Content starts

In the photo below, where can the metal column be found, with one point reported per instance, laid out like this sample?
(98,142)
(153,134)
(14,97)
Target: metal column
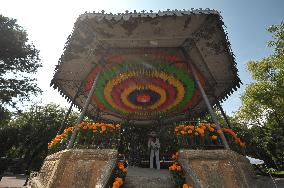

Content ends

• TASK TO CARRY OUT:
If pictures appear among the entries above, omit them; repeat everything else verbatim.

• RESPONSE AREA:
In the photo below, where can the metal column be found, with one point reported per instance, laid out like this sample?
(98,142)
(153,134)
(14,97)
Target: metal column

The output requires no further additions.